Return the full material exactly.

___ Record extracts

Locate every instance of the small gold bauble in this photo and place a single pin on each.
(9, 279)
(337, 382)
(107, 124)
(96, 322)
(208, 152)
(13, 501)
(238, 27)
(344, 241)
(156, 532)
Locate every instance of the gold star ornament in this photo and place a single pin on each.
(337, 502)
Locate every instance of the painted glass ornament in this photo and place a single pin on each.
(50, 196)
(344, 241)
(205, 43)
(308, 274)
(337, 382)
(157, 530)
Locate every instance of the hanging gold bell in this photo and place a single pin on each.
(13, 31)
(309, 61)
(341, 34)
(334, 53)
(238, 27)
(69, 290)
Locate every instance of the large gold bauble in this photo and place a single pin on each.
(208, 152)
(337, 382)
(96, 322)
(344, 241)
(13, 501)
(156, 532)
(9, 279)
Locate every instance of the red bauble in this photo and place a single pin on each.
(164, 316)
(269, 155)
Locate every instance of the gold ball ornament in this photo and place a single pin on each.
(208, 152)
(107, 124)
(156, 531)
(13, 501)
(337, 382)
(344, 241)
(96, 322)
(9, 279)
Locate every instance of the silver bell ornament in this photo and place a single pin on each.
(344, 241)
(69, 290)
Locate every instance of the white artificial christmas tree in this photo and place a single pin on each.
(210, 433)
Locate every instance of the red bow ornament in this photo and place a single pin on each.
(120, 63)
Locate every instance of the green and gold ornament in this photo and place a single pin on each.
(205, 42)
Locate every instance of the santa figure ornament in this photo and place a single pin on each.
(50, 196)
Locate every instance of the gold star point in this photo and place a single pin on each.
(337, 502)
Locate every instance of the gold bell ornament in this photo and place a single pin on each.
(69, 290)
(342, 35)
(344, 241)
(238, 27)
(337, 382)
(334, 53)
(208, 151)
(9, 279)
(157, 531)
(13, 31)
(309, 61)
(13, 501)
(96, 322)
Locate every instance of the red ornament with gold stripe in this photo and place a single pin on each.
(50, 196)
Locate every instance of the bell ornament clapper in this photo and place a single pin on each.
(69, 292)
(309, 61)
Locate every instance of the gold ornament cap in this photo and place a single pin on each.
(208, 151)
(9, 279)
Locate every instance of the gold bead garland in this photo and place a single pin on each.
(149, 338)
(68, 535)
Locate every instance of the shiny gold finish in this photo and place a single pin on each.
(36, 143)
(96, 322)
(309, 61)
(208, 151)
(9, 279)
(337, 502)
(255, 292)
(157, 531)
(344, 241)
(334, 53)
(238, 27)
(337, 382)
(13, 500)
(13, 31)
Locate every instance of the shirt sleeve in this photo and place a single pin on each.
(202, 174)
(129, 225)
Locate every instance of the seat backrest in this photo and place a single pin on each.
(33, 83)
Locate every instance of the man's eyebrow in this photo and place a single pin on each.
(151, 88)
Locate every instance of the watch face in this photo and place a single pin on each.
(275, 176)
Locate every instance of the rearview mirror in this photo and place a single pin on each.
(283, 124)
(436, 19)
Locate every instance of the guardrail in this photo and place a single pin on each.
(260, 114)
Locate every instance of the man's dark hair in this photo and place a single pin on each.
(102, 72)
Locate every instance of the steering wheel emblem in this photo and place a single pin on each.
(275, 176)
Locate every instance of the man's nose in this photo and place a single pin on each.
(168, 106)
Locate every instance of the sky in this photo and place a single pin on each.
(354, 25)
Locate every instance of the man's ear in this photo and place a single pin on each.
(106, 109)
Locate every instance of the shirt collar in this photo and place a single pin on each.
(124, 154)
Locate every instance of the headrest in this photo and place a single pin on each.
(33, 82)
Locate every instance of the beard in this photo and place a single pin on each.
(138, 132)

______

■ **Exercise response**
Locate every instance of the small gold bauble in this photo and place a single pin on each.
(9, 279)
(337, 382)
(107, 124)
(96, 322)
(208, 152)
(13, 501)
(238, 27)
(344, 241)
(156, 532)
Locate every instance of the gold star ornament in this photo and place a single pin on each.
(337, 502)
Locate every instance of the painted glass ornament in this photo and place a single pin on each.
(50, 196)
(344, 241)
(205, 43)
(308, 274)
(337, 382)
(157, 530)
Locate every instance of the hanging gold bell in this photo and place a single pin on each.
(13, 31)
(309, 61)
(341, 34)
(334, 53)
(238, 27)
(69, 290)
Locate every instance of the large gold bauble in this photo and place a single pin on each.
(208, 152)
(337, 382)
(96, 322)
(344, 241)
(13, 501)
(156, 532)
(9, 279)
Locate every instance of the red bauble in this photo and place a single pin on each.
(164, 316)
(269, 155)
Locate every instance of the gold ball ornament in this photo and place a single pin on each.
(208, 152)
(107, 124)
(156, 531)
(13, 501)
(337, 382)
(344, 241)
(96, 322)
(9, 279)
Locate every instance of the silver bell ornament in this photo and place a single pin on each.
(344, 241)
(69, 290)
Locate every instance of the white artificial christmas tree in this photo and place a single pin on each.
(210, 433)
Locate every instance of the red bow ornament in this photo and place a single pin on each.
(120, 63)
Locate every instance of the green and gold ornament in this photo and place a single pin on each.
(205, 42)
Locate every instance of the santa figure ornament in this photo and place a single pin on each.
(50, 196)
Locate every instance of the gold star point in this photo and place a single pin on each.
(337, 502)
Locate every instance of the gold bell ornament in this photo and place a single pin on each.
(69, 290)
(342, 35)
(344, 241)
(238, 27)
(337, 382)
(334, 53)
(208, 151)
(9, 279)
(157, 531)
(13, 31)
(309, 61)
(13, 501)
(96, 322)
Locate every instance of the red ornament with gold stripe in this photo and place a single pin on each.
(50, 196)
Locate every instance of the bell ornament clapper in this photo and place a single pin on each.
(69, 292)
(309, 61)
Locate every instance of the gold ornament cap in this photo and place a single pin on each.
(208, 151)
(9, 279)
Locate every instance of the gold bead garland in this photo and place a single pin on each.
(149, 338)
(68, 535)
Locate every instance of the shiny gold finish in this photo and place a single pin on each.
(36, 143)
(96, 322)
(309, 61)
(208, 151)
(9, 279)
(337, 502)
(255, 292)
(157, 531)
(344, 241)
(334, 53)
(238, 27)
(337, 382)
(13, 500)
(13, 31)
Locate every instance of the shirt sleeve in this photo and place a single pin on each.
(202, 174)
(129, 225)
Locate every instance of the seat backrest in this photo and place a single pin on each.
(33, 83)
Locate every instance of the man's eyebrow in this photo and place a single pin on each.
(151, 88)
Locate every instance of the watch face in this photo and place a single pin on each.
(275, 176)
Locate every instance of the rearview mirror in this photo and place a single pin on each.
(283, 124)
(436, 19)
Locate every instance of the guardrail in this photo and place a single pin on each.
(260, 114)
Locate every instance of the man's dark hair in this photo and place a single pin on each.
(102, 72)
Locate every instance of the steering wheel emblem in this photo and place a single pin on each.
(275, 176)
Locate every instance of the man's nose in this photo and place a single pin on each.
(168, 106)
Locate every instance of the sky in this photo and place a single pin on each.
(354, 25)
Locate every instance of the man's ear in this photo and place a single pin on each.
(106, 109)
Locate every instance of the shirt collar in this photo and place a single pin on each.
(124, 154)
Locate every instance of the headrest in this photo and place a single pin on each.
(33, 82)
Locate every instance of the beard in this photo and place a single pin on each.
(138, 132)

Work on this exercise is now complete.